PAGE —
★ ★ ★ ★
Film score by Joseph Bishara
- Released: September 15, 2013
- Recorded: 2013
- Genre: Film score
- Length: 43:00
- Label: Void Recordings
- Producer: Joseph Bishara

Joseph Bishara chronology
| The Conjuring (2013) | Insidious: Chapter 2 (2013) | Annabelle (2014) |

= Insidious: Chapter 2 (soundtrack) =

Insidious: Chapter 2 is the film score album to the 2013 film of the same name directed by James Wan; a sequel to Insidious (2010) and the second instalment in the Insidious film series. The film's score is composed by Joseph Bishara and released through Void Recordings on September 15, 2013.

== Background ==
In November 2012, James Wan announced that Joseph Bishara would score music for the film; Bishara, who had been Wan's regular collaborator, previously scored for the predecessor. Bishara felt important to find the right range and tone for the film, to generate tension through sound. Like the predecessor, Bishara assembled a string quartet to write the score but developed numerous ideas to the film score, which had a warped edge in contrast to the classical feel that emulated in the first film. Wan was instrumental on the placement of string music with Kirk Morri, the film's editor, who added "Silence can create a listening space, where rather than give you something else to listen to it enables you to hear things." The soundtrack was released digitally on September 15, 2013, and through physical formats on October 8, through Void Recordings, Bishara's own label.
★ ★ ★ ★
GIVEN REQUEST 1 —
According to the page, on what date was the soundtrack released in physical formats?
GIVEN REQUEST 2 —
Using the page, explain why Bishara felt it was important to find the right range and tone for the film.

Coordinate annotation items
★ ★ ★ ★
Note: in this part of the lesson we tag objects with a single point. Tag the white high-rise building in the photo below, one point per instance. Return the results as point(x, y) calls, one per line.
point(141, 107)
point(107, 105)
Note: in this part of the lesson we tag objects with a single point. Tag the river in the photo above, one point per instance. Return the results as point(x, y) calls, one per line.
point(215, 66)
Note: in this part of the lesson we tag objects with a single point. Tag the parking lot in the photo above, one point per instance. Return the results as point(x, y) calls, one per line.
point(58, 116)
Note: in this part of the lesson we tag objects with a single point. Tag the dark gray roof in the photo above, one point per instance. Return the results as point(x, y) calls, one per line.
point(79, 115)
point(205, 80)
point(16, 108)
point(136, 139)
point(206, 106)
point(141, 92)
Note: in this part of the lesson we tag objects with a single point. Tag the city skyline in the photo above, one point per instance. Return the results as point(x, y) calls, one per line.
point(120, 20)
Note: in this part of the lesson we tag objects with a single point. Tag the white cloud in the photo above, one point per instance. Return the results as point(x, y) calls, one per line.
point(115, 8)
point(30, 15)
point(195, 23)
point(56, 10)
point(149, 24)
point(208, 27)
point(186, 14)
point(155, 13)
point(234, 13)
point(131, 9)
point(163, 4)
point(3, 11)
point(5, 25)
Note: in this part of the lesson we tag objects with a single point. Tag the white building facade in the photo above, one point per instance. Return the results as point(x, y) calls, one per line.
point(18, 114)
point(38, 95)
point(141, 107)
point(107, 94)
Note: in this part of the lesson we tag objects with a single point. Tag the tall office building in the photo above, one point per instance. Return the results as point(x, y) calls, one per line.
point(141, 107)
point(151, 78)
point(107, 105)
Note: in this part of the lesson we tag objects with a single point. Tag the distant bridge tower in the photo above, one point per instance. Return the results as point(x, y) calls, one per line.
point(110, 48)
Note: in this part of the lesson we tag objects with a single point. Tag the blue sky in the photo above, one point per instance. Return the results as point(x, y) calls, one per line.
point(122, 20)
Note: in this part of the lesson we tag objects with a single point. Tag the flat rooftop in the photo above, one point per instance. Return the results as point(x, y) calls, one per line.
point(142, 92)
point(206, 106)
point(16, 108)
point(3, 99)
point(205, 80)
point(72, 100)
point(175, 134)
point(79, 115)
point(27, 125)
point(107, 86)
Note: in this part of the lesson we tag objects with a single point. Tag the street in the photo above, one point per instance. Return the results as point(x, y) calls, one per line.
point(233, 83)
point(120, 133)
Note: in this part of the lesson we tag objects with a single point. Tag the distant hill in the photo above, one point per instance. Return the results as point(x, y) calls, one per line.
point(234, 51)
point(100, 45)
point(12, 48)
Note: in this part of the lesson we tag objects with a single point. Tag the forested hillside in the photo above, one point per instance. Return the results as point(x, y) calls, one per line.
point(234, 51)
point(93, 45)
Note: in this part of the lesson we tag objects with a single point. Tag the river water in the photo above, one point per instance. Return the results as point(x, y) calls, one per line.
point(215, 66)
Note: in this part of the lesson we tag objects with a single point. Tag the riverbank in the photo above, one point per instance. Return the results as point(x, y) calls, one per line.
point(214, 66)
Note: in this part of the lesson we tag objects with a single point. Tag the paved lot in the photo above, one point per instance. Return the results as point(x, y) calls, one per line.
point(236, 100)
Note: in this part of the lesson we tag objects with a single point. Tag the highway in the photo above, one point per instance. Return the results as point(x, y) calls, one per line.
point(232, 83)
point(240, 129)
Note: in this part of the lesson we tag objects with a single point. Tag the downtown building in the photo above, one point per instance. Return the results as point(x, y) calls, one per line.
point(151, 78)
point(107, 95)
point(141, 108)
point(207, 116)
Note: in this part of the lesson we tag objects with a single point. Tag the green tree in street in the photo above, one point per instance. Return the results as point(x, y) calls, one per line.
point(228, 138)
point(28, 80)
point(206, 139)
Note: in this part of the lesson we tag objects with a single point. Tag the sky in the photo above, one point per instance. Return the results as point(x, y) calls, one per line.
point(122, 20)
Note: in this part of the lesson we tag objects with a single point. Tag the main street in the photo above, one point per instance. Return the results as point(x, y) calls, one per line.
★ ★ ★ ★
EXERCISE ANSWER 1 —
October 8.

EXERCISE ANSWER 2 —
He wanted to generate tension through sound, so getting the range and tone right was the means of building that tension.